- [Stated goal]: Arrange every line of the entries below as a numbered list, skipping blank lines and omitting the pictures.

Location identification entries
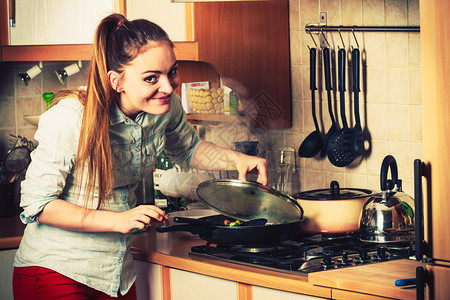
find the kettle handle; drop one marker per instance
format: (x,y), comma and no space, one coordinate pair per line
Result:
(388,162)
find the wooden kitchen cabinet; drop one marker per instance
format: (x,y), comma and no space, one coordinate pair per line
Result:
(262,293)
(435,46)
(44,41)
(55,22)
(192,286)
(149,281)
(247,42)
(6,274)
(163,13)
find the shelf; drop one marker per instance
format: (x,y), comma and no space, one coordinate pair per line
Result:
(183,51)
(204,118)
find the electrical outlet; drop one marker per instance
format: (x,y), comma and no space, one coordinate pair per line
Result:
(323,19)
(322,22)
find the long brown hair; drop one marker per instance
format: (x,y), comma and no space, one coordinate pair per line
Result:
(117,42)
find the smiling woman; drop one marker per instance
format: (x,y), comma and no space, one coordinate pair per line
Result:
(148,81)
(95,145)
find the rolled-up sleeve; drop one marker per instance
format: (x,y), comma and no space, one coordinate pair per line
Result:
(181,138)
(53,159)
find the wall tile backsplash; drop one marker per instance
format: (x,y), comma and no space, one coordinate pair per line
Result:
(390,98)
(17,100)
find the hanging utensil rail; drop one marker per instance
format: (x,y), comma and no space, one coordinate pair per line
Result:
(318,28)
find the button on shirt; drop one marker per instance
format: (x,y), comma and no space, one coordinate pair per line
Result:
(100,260)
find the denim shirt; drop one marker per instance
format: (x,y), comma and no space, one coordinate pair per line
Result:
(100,260)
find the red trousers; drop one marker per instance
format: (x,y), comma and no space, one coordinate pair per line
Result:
(35,283)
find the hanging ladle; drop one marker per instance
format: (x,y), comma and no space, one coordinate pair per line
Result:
(333,128)
(338,152)
(313,142)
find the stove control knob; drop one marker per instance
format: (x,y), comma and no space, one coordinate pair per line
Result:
(345,260)
(326,260)
(382,254)
(363,255)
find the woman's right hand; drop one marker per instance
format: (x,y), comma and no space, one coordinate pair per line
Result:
(139,218)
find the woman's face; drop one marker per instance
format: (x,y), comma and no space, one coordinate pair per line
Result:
(148,82)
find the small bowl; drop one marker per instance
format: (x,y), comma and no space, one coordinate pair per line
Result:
(33,120)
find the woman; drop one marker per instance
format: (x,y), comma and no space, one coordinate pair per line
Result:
(94,146)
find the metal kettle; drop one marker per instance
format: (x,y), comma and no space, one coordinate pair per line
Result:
(389,215)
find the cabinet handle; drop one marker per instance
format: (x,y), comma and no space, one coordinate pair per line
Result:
(418,214)
(12,13)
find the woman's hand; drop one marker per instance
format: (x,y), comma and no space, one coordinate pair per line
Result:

- [Expected output]:
1. find the kettle handle; drop one marker per instance
2. format: (x,y), comma and no space, one coordinate pair per line
3. Result:
4. (388,162)
5. find the wooden kitchen cabinet; drop one marker per instance
6. format: (x,y), comma and no space, one coordinate pair per line
7. Result:
8. (262,293)
9. (435,46)
10. (44,41)
11. (55,22)
12. (192,286)
13. (149,281)
14. (247,42)
15. (6,274)
16. (163,13)
17. find the shelf; drop one marker per instance
18. format: (x,y), comma and no space, one coordinate pair per line
19. Result:
20. (183,51)
21. (204,118)
22. find the electrical outlet; drop one marker per instance
23. format: (x,y), comma and no space, one coordinate pair per line
24. Result:
25. (323,19)
26. (322,22)
27. find the long brown hair; drop one marker per instance
28. format: (x,y), comma and no space, one coordinate pair per line
29. Result:
30. (117,42)
31. find the smiling woman; drop one marker per instance
32. format: (x,y), comma and no space, one coordinate pair per line
33. Result:
34. (148,81)
35. (95,145)
36. find the rolled-up sleeve; drop one marker per instance
37. format: (x,y), comma and no space, one coordinate pair per line
38. Result:
39. (181,138)
40. (53,159)
41. find the wall tile backsplash; drop one marker per instance
42. format: (x,y), comma and no space, one coordinate pair per line
43. Result:
44. (390,98)
45. (17,100)
46. find the hanging utensil rail; drop one marker per instance
47. format: (x,y), comma and no space, one coordinate pair per line
48. Result:
49. (318,28)
50. find the button on shirt; drop one marker per instance
51. format: (x,y), comma and no space, one coordinate pair per line
52. Result:
53. (100,260)
54. find the denim shirt; drop one marker per instance
55. format: (x,y), comma and no space, one coordinate pair per line
56. Result:
57. (100,260)
58. find the red trousers; drop one marker per instance
59. format: (x,y), comma and no space, one coordinate pair per line
60. Result:
61. (35,283)
62. find the hanging ladle; drop one marker per instance
63. format: (x,y), comma and no space, one coordinate pair per line
64. Result:
65. (333,128)
66. (338,152)
67. (313,142)
68. find the stove control knob; drop one marker per instance
69. format: (x,y), comma and no space, one coordinate pair per line
70. Result:
71. (345,260)
72. (326,260)
73. (382,254)
74. (363,255)
75. find the woman's right hand; drop one marker per instance
76. format: (x,y), comma and no space, one coordinate pair per line
77. Result:
78. (139,218)
79. find the woman's face; drop one marker per instance
80. format: (x,y), comma and no space, one coordinate pair per line
81. Result:
82. (148,82)
83. find the small bowl; drop one marker per instance
84. format: (x,y), comma and no space, one coordinate pair per line
85. Result:
86. (33,120)
87. find the woman; drop one marker per instance
88. format: (x,y), comma and no space, one coordinate pair per line
89. Result:
90. (94,146)
91. find the metal kettle; drop one marker per instance
92. format: (x,y), comma and no space, one coordinate pair per line
93. Result:
94. (389,215)
95. find the cabinet handle; drop one marker per instance
96. format: (x,y), comma and no space, one coordinate pair per line
97. Result:
98. (418,214)
99. (12,13)
100. find the woman's hand; drop one marker per instance
101. format: (x,y), comma and no space, one coordinate pair per line
102. Result:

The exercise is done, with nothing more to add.